Warren Buffett was a busy billionaire in the second quarter. He and his lieutenants made quite a few adjustments to the Berkshire Hathaway (NYSE:BRK-A) (NYSE:BRK-B) stock portfolio, with a lot more selling going on than buying.

Most of Buffett's investing decisions in Q2 make sense. For example, buying back over $5 billion worth of Berkshire shares appears to be a smart move in view of the conglomerate's attractive valuation. Selling shares of airlines and several energy companies also seems wise in light of the new market dynamics created by the COVID-19 pandemic.

But there were some choices that he made in the quarter that don't look as sensible -- at least not for investors with long-term perspectives. I suspect that the Oracle of Omaha will come to regret two sales in particular. 

Warren Buffett with people in the background

Image source: The Motley Fool.

Buffett's bad moves

Berkshire Hathaway's recent 13-F filing with the Securities and Exchange Commission revealed that it reduced its holdings of payment processing giants Mastercard (NYSE:MA) and Visa (NYSE:V).

At the end of the first quarter, Berkshire owned a little over 4.93 million shares of Mastercard and nearly 10.6 million shares of Visa. But the company sold 398,582 shares of Mastercard in the second quarter along with 575,000 shares of Visa.

Granted, Berkshire still owns sizable stakes in both companies. Its position in Mastercard was worth $1.35 billion at the end of Q2, and its stake in Visa was valued at nearly $1.93 billion.

> _Problem set_:
1. In the article on Berkshire Hathaway's second-quarter portfolio moves, how many shares of Visa did Berkshire sell in the second quarter?
2. Do these statements agree with the article on Berkshire Hathaway's second-quarter portfolio moves? (a) Berkshire bought back more than $5 billion worth of its own shares in Q2. (b) At the end of the first quarter, Berkshire held more shares of Visa than of Mastercard. (c) At the end of Q2, Berkshire's Mastercard position was worth more than its Visa stake.

> _Data_:
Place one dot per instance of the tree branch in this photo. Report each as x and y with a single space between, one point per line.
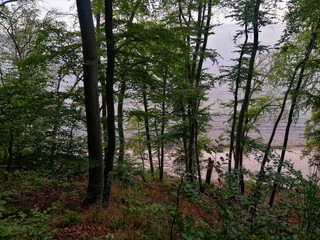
7 1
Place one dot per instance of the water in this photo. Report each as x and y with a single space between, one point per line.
222 41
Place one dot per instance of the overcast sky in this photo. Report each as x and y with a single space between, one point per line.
61 5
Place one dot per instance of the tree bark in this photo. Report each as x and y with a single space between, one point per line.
235 107
267 151
109 157
209 171
90 68
245 104
146 122
120 120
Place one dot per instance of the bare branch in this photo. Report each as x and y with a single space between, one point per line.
7 1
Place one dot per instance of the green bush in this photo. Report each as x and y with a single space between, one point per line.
24 226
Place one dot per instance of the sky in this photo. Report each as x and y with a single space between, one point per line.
61 5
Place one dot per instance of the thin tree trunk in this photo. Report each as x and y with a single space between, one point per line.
109 157
235 107
267 151
120 120
163 121
209 171
146 122
245 104
286 136
102 81
90 67
197 157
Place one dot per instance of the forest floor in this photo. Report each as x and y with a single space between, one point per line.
136 207
37 205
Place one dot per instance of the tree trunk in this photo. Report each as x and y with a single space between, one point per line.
267 151
90 68
163 121
120 120
245 104
286 136
209 171
146 123
197 157
235 107
109 157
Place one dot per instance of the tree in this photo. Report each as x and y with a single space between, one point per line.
90 68
109 157
299 12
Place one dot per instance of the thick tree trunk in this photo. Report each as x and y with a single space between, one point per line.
109 157
90 67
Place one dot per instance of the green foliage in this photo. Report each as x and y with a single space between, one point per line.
71 218
21 225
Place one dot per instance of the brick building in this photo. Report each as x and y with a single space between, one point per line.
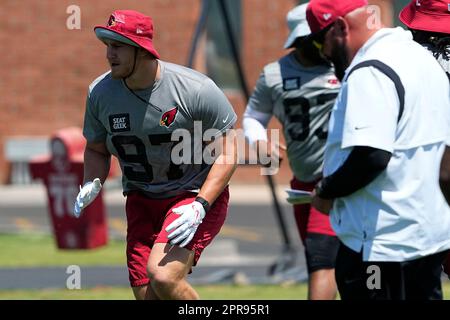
47 67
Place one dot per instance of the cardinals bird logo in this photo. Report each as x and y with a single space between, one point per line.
168 117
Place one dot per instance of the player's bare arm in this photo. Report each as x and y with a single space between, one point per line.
222 169
182 230
97 161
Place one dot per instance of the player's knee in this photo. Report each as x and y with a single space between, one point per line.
161 277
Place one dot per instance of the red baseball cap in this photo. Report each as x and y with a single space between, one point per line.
321 13
427 15
130 27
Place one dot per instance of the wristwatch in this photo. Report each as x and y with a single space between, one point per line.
203 202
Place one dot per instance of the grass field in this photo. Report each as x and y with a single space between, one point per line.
39 250
213 292
36 250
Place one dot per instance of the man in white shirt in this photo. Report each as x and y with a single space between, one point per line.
386 138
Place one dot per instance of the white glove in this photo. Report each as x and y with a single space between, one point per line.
191 215
87 194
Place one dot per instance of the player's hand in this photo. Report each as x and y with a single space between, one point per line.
87 194
269 153
191 215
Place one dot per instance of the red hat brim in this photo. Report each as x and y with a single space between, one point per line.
143 42
427 21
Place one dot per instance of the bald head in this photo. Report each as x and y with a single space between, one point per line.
347 34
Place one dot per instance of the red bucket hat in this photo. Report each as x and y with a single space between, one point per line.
427 15
321 13
130 27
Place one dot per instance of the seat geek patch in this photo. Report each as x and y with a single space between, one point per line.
119 122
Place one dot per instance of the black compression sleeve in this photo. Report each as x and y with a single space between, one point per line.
362 166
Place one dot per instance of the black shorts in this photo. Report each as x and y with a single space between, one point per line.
418 279
320 251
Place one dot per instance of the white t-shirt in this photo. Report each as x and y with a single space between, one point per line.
402 214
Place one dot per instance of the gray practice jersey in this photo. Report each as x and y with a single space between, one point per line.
301 98
140 134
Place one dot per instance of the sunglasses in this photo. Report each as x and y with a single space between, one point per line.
319 38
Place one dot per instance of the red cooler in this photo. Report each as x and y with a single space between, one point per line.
62 174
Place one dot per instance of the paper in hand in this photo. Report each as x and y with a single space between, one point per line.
298 196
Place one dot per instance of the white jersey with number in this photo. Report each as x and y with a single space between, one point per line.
301 98
402 214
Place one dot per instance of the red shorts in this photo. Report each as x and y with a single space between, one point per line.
147 219
309 219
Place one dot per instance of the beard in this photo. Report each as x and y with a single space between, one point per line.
339 58
311 53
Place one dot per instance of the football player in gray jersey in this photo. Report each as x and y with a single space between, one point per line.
151 115
299 90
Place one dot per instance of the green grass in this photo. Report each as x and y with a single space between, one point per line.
35 250
213 292
39 250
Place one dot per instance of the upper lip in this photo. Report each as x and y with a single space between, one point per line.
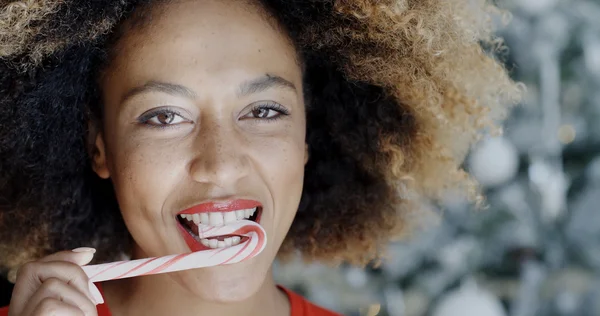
222 206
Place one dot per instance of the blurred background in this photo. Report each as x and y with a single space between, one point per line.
536 249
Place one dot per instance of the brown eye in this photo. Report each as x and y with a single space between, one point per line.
165 118
162 117
262 113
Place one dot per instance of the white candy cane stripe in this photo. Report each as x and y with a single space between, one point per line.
206 258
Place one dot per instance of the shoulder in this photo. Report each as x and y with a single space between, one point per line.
102 311
302 307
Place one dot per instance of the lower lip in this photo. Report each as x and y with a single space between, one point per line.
193 243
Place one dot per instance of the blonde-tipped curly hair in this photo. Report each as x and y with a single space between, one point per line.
397 92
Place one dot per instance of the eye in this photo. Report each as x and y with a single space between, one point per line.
267 111
162 118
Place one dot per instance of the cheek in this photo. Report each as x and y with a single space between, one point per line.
143 173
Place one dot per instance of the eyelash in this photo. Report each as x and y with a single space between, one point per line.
271 106
144 118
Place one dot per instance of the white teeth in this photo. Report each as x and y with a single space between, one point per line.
204 218
227 242
239 214
215 219
219 218
196 219
229 217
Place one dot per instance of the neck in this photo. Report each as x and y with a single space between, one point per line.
161 295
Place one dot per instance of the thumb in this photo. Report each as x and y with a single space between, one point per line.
79 256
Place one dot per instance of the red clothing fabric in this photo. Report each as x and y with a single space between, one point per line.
299 305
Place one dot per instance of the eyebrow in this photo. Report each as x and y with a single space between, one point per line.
165 87
249 87
264 83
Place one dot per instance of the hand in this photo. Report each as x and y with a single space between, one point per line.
55 285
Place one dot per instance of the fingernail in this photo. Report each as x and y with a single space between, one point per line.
85 255
84 249
96 296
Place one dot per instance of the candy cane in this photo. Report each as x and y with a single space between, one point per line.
205 258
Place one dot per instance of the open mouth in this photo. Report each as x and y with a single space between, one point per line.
215 216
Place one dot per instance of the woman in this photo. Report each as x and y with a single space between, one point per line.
324 119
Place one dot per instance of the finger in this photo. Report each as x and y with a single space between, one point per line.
33 274
54 307
79 256
58 290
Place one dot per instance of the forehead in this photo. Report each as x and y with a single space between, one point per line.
191 39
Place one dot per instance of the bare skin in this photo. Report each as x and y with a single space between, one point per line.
204 103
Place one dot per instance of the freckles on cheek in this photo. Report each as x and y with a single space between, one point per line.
142 180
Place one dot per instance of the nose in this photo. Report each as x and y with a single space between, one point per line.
220 156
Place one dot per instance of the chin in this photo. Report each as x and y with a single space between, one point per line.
225 284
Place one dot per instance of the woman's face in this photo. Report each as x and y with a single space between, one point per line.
204 104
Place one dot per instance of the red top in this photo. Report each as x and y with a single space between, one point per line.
299 305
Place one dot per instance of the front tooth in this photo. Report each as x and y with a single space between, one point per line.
240 214
204 219
196 219
216 218
229 217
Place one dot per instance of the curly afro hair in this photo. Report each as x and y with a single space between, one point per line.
397 92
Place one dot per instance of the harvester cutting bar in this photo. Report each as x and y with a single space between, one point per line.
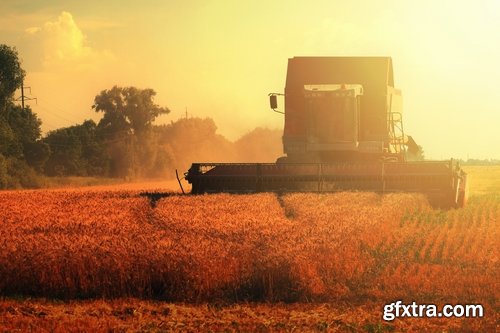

> _Solutions to the problems_:
1. 575,000 shares.

2.
(a) Yes: "buying back over $5 billion worth of Berkshire shares"
(b) Yes: "Berkshire owned a little over 4.93 million shares of Mastercard and nearly 10.6 million shares of Visa"
(c) No: "Its position in Mastercard was worth $1.35 billion at the end of Q2, and its stake in Visa was valued at nearly $1.93 billion."